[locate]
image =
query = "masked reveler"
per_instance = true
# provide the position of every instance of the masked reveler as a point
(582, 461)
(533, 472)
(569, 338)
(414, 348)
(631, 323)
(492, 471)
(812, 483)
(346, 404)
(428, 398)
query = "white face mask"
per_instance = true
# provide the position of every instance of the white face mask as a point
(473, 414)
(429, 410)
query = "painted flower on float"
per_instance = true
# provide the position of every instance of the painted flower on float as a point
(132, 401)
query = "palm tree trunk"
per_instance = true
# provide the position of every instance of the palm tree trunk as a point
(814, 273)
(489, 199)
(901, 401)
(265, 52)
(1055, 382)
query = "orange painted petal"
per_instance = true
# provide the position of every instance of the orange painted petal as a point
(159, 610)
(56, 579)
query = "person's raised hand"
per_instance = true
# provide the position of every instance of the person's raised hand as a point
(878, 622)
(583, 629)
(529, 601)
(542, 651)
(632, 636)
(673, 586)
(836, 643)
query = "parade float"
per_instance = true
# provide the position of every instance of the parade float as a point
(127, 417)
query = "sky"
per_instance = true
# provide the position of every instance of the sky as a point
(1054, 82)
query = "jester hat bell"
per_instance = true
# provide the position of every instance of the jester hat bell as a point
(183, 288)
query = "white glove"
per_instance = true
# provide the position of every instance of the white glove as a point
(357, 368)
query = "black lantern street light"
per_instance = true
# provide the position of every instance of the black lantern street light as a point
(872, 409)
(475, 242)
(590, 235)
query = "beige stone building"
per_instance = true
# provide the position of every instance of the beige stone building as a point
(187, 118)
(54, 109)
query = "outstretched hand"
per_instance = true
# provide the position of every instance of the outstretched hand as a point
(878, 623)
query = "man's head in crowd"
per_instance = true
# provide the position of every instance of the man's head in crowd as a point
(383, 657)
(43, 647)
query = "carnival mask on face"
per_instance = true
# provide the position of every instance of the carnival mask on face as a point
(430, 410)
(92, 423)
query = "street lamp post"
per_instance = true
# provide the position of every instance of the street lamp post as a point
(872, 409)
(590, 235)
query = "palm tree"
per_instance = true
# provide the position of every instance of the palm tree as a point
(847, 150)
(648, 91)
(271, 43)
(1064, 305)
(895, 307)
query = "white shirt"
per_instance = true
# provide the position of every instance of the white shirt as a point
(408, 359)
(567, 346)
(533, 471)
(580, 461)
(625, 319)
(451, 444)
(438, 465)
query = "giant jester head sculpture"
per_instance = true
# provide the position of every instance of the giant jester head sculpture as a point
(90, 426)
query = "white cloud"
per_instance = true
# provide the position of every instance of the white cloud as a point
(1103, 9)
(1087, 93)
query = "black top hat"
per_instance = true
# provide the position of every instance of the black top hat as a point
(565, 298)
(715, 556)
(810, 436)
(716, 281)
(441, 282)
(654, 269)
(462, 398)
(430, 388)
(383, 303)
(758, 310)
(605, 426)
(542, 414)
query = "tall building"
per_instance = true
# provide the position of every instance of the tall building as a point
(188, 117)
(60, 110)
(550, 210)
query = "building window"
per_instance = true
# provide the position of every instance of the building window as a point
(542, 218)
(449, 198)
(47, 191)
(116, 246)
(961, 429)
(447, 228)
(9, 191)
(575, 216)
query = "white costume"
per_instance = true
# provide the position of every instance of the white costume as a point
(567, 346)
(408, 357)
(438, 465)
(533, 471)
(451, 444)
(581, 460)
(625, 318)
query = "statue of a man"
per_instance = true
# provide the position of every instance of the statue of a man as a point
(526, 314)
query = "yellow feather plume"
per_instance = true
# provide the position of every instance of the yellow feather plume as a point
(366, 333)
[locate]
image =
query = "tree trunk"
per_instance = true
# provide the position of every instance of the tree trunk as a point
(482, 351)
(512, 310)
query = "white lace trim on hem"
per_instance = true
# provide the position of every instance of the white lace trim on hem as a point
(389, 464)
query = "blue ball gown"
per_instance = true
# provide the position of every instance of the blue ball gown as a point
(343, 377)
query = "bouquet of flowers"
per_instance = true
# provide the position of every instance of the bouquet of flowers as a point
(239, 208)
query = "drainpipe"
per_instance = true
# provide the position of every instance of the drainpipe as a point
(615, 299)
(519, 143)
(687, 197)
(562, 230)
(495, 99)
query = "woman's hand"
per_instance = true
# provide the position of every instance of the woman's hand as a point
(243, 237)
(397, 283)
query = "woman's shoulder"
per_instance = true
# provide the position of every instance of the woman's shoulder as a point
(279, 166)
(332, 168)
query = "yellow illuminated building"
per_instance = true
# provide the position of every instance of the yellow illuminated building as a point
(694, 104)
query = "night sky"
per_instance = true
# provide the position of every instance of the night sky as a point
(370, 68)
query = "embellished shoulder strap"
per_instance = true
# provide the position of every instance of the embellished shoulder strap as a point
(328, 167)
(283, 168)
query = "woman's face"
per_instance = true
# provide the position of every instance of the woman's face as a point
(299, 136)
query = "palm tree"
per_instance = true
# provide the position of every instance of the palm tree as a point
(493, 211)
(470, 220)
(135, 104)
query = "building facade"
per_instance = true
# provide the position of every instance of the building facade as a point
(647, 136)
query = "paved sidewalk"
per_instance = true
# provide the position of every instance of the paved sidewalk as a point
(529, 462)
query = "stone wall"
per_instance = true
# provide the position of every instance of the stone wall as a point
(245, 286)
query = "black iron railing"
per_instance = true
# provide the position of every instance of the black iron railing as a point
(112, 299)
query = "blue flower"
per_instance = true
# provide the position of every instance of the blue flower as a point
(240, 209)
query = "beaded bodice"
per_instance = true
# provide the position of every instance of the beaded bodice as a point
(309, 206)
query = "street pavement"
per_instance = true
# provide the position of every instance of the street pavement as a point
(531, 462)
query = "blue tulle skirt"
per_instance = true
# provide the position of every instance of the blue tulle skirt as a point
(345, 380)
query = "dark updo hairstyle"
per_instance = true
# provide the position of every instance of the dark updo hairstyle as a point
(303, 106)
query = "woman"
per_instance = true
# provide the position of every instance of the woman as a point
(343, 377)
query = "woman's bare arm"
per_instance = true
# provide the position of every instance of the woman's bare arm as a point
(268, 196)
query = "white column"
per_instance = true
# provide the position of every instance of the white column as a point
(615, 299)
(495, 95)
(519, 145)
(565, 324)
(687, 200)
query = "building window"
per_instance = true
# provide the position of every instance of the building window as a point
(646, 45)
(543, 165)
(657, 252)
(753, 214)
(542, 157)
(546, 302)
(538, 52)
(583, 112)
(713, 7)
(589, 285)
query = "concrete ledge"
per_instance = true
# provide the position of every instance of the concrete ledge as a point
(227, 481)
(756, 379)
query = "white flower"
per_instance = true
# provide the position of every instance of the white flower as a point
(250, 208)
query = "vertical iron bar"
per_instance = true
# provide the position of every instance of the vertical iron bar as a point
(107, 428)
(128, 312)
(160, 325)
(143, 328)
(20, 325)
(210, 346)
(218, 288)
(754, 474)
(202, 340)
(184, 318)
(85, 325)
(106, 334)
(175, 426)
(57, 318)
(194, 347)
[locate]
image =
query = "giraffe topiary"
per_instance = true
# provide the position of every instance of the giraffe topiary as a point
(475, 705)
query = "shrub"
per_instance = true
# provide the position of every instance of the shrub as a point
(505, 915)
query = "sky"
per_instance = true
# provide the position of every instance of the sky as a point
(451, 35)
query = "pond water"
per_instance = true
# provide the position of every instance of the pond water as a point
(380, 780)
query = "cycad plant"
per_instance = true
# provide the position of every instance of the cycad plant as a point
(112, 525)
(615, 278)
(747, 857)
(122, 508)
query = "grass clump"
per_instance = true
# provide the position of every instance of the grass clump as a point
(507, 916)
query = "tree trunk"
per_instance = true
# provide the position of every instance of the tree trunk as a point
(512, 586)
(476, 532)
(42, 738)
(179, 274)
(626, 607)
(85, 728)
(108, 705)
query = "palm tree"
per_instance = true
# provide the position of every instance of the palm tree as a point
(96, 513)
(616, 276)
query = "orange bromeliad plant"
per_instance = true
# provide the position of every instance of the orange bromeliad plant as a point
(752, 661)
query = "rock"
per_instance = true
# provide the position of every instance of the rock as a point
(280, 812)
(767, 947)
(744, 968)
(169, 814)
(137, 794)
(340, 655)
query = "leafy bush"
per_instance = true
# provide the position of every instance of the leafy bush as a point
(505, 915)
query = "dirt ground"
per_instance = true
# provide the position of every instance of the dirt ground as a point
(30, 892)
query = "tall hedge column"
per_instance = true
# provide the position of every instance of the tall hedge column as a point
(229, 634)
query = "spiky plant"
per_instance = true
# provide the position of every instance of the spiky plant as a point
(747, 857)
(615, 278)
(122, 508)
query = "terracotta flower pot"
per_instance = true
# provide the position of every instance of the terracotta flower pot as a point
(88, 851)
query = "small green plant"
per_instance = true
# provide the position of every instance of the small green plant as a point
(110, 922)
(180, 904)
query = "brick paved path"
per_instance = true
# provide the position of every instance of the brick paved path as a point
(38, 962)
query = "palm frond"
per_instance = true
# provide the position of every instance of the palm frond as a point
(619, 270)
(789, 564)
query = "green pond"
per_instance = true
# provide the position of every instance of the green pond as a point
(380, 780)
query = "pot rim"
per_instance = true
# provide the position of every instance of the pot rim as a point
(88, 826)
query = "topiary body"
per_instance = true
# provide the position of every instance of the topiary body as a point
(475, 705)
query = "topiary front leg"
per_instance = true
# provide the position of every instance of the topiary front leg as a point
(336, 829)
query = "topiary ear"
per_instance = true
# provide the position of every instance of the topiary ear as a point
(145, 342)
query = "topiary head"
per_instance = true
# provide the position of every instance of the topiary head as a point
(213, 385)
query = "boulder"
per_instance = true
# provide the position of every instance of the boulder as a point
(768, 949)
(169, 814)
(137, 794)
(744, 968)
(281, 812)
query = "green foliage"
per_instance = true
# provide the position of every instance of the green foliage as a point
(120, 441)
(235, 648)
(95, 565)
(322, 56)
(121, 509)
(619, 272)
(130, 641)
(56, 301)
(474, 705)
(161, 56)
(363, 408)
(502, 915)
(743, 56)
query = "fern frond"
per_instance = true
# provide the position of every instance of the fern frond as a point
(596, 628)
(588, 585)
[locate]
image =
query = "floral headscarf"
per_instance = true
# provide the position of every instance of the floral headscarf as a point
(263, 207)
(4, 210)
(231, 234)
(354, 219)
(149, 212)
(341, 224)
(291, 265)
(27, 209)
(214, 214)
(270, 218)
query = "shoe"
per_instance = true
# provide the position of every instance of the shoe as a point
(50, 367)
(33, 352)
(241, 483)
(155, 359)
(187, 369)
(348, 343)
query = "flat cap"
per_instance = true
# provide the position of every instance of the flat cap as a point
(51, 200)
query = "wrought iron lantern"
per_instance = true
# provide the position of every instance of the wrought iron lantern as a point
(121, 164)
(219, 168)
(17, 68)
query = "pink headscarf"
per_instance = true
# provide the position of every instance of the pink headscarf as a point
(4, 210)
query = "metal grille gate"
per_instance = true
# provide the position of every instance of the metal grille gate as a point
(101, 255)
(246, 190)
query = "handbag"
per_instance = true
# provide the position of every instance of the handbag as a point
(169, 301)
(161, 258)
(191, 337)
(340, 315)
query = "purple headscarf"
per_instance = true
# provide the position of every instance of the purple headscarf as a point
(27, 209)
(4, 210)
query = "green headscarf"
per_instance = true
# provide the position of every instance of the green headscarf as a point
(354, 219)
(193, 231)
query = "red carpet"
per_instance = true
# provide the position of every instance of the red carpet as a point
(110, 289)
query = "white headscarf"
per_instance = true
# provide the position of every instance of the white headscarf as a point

What you need to do: Report how many lines in the rows contain the string "shoe", counting case-sensitively. Give only the number.

Response: 2